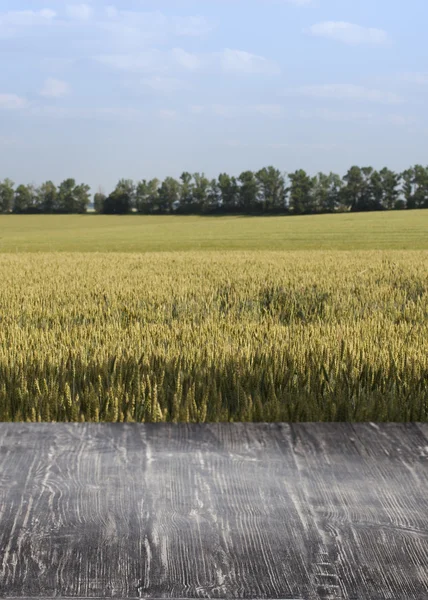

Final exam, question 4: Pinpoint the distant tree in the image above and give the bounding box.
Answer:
[0,179,15,213]
[94,191,107,214]
[208,179,221,212]
[288,169,315,215]
[218,173,239,212]
[379,167,401,210]
[58,178,77,213]
[413,165,428,208]
[366,171,385,210]
[312,173,343,213]
[103,179,135,215]
[343,166,383,212]
[179,171,195,213]
[193,173,210,213]
[74,183,91,214]
[159,177,180,213]
[135,179,160,215]
[401,169,416,209]
[37,181,59,214]
[13,184,35,214]
[256,167,286,212]
[238,171,259,213]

◆ **BRIEF**
Write out the listing word for word, omitting the pictures it holds.

◆ **EXERCISE OUTPUT**
Final exam, question 4: Pinpoint the distant tree in the image above and give the bounding box.
Answer:
[0,179,15,213]
[94,191,107,214]
[208,179,221,212]
[288,169,315,215]
[218,173,239,212]
[379,167,401,210]
[58,178,77,213]
[413,165,428,208]
[366,171,385,210]
[312,173,343,213]
[103,179,135,215]
[343,166,383,212]
[179,171,195,213]
[193,173,210,213]
[74,183,91,214]
[159,177,180,213]
[135,179,160,215]
[401,169,416,209]
[37,181,59,214]
[13,184,35,214]
[256,167,286,212]
[238,171,259,213]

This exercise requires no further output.